Going line by line through the entries below, tally those that hold the string "bird". Give only the total.

─── Provided material ───

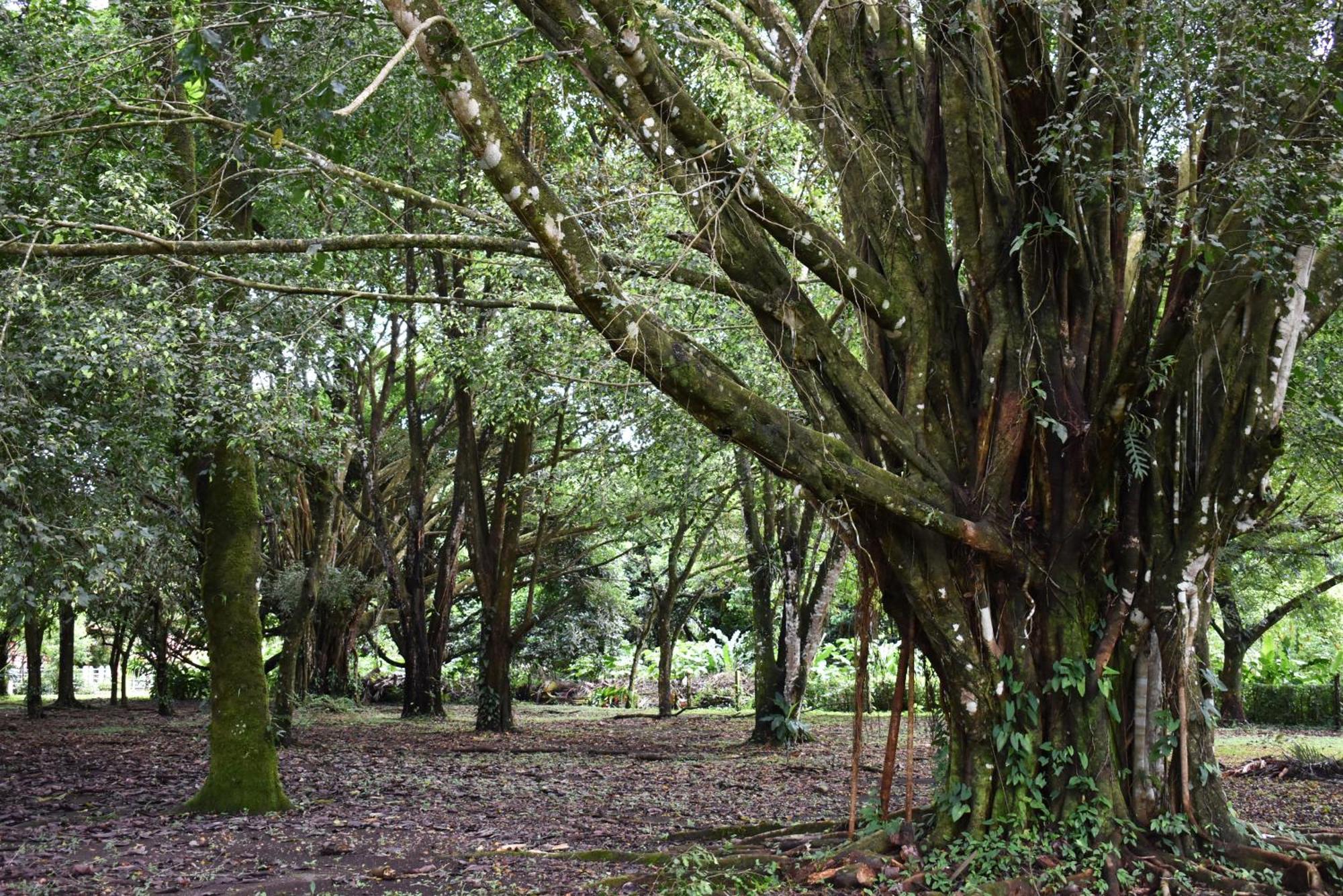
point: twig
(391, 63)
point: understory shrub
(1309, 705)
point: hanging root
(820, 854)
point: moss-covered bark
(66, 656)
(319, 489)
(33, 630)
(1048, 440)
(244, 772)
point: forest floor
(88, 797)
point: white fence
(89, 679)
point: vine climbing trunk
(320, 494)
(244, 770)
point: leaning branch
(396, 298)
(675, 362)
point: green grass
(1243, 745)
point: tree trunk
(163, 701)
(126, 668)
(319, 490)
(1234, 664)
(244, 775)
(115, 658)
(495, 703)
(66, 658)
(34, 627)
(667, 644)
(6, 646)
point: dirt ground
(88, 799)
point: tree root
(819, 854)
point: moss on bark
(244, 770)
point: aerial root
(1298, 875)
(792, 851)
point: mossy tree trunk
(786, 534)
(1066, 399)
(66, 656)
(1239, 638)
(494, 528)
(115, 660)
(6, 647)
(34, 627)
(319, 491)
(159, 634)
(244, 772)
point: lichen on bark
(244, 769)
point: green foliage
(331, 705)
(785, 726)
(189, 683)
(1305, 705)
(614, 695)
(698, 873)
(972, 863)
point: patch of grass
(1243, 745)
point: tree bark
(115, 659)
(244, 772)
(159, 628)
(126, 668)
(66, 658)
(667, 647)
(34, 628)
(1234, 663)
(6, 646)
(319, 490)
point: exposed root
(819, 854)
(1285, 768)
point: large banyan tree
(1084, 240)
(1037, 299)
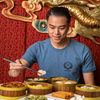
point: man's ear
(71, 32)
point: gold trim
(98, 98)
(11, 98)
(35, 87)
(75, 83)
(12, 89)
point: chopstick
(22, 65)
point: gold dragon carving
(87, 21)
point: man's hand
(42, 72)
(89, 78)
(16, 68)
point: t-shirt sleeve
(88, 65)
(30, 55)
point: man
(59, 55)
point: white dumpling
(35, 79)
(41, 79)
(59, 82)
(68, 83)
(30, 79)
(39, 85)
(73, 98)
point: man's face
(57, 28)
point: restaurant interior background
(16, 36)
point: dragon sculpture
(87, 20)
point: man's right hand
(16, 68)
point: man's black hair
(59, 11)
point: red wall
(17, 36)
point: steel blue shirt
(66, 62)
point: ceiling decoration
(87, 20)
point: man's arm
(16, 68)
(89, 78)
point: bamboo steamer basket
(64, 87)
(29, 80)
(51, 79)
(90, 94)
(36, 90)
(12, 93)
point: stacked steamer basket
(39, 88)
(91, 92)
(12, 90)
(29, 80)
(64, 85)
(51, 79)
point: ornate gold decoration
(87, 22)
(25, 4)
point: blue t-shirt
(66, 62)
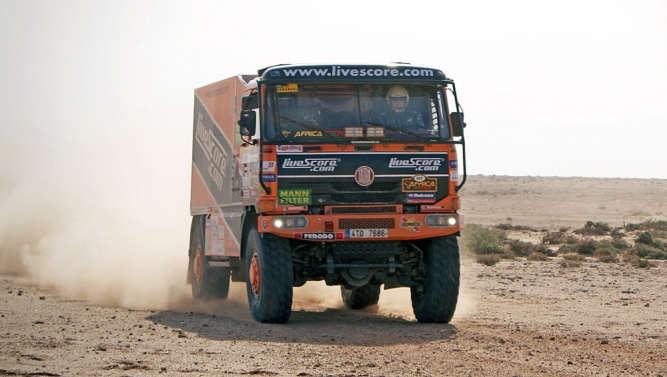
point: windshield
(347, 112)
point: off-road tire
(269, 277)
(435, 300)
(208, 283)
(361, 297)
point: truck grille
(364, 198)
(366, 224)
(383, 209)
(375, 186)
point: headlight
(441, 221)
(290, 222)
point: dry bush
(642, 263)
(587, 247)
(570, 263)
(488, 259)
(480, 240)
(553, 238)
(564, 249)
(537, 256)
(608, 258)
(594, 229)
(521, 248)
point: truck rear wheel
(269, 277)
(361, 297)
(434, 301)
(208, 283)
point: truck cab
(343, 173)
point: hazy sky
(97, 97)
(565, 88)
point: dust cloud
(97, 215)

───
─── Provided material ───

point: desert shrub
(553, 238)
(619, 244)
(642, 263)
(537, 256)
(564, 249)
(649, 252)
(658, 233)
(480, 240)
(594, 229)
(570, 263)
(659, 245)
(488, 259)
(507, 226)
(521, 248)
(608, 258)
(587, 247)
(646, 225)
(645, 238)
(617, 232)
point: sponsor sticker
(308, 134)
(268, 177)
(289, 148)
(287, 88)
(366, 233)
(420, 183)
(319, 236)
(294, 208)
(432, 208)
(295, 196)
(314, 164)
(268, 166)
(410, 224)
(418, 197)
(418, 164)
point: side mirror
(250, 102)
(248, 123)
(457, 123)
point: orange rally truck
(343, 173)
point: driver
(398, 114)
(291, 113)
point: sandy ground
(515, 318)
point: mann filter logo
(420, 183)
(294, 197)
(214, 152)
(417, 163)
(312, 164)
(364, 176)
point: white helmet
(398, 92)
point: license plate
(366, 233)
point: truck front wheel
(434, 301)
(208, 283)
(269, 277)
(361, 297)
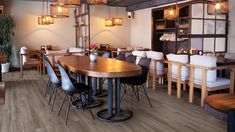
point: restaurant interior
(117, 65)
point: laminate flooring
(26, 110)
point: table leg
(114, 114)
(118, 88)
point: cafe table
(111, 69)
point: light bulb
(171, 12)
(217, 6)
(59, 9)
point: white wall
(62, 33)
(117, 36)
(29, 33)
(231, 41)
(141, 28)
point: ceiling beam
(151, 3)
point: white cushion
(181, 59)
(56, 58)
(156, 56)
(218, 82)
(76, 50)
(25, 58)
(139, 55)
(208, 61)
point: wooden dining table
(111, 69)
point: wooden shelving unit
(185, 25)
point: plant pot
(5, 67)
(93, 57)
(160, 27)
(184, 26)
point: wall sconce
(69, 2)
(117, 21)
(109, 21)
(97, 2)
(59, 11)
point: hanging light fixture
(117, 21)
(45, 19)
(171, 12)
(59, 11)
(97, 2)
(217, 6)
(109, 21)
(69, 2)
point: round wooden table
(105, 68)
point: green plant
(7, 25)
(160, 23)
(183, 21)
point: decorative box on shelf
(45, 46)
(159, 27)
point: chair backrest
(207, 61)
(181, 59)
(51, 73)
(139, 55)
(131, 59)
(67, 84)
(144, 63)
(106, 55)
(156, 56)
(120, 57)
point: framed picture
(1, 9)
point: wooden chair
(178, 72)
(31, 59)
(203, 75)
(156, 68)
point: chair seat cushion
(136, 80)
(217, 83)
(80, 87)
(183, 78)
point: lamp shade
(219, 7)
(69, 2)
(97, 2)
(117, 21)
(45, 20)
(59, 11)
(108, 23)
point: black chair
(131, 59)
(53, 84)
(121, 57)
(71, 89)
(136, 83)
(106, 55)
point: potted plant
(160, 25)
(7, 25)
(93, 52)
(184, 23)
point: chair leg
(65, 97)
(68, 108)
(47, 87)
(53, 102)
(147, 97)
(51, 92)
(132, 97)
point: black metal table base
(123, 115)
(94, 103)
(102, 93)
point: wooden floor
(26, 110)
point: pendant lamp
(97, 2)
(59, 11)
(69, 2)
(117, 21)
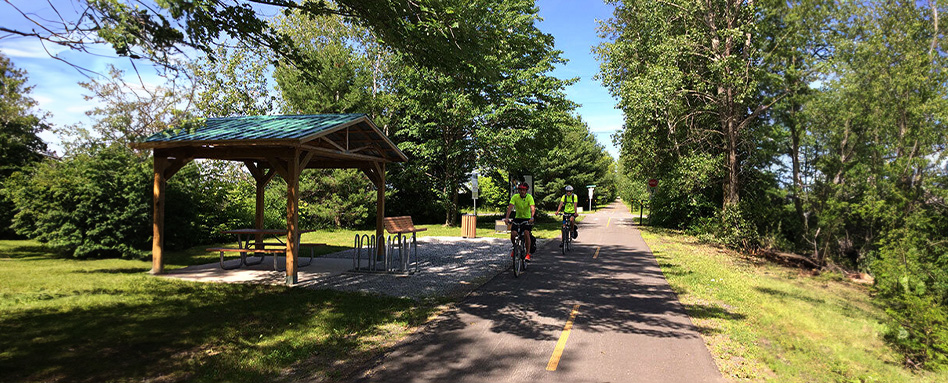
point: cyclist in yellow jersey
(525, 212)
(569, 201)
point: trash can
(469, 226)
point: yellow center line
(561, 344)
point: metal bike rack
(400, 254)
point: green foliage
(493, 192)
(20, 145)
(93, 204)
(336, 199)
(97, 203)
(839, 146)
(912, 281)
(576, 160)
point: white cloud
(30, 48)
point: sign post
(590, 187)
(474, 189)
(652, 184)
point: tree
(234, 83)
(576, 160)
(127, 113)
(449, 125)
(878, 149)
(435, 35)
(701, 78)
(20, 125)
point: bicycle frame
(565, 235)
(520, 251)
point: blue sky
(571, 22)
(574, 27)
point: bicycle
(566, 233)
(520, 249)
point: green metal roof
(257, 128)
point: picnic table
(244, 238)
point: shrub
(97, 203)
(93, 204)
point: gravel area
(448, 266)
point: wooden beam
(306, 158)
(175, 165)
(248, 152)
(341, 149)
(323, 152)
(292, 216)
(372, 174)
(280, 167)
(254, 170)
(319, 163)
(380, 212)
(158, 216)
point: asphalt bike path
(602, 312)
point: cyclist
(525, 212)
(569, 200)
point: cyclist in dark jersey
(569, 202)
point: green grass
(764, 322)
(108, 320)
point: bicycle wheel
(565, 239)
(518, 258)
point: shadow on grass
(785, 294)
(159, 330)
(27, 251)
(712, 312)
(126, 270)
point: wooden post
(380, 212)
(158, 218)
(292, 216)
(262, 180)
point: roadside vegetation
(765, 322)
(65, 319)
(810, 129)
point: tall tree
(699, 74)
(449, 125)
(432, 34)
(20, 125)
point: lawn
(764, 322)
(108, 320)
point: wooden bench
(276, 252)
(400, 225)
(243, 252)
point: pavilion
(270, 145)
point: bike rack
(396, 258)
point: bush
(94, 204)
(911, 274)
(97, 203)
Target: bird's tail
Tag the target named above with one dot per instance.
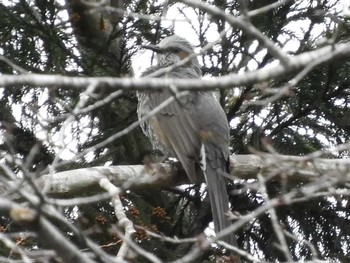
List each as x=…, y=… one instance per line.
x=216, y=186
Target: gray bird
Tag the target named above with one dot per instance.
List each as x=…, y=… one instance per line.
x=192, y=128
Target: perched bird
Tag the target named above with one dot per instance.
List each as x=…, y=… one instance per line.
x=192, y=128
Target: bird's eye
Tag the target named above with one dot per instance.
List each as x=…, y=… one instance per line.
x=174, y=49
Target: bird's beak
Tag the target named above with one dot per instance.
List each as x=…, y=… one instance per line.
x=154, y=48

───
─── Provided material ───

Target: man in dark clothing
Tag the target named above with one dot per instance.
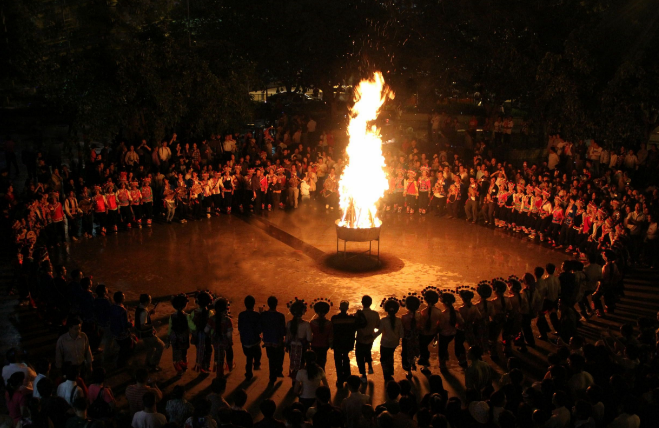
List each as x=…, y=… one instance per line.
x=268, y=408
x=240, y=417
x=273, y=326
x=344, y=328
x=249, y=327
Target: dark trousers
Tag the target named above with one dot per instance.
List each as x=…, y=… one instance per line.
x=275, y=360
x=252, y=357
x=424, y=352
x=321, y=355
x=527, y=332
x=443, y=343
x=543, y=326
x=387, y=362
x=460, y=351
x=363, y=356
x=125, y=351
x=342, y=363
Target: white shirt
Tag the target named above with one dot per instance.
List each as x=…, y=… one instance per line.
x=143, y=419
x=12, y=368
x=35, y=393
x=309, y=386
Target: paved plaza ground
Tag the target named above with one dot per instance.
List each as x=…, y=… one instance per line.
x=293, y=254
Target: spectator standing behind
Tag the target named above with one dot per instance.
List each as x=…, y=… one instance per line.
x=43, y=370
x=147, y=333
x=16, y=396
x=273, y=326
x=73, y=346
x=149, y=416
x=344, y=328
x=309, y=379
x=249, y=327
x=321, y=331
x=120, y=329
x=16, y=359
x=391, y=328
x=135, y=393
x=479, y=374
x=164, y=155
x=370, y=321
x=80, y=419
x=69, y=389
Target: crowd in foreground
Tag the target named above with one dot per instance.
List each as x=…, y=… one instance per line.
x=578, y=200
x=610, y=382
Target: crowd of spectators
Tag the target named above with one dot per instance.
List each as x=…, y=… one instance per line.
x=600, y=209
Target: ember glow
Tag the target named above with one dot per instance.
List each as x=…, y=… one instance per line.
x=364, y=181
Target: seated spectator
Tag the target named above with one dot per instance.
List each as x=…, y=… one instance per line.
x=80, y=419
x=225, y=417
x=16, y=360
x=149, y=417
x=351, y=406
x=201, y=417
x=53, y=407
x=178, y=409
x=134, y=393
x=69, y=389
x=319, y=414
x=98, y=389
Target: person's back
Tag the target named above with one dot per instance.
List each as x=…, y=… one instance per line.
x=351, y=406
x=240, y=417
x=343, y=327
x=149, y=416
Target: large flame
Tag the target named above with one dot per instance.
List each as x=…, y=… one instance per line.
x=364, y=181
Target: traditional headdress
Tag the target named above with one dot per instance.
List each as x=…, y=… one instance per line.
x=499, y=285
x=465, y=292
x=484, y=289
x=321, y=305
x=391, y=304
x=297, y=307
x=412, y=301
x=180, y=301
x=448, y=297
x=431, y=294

───

→ Answer to the exercise
5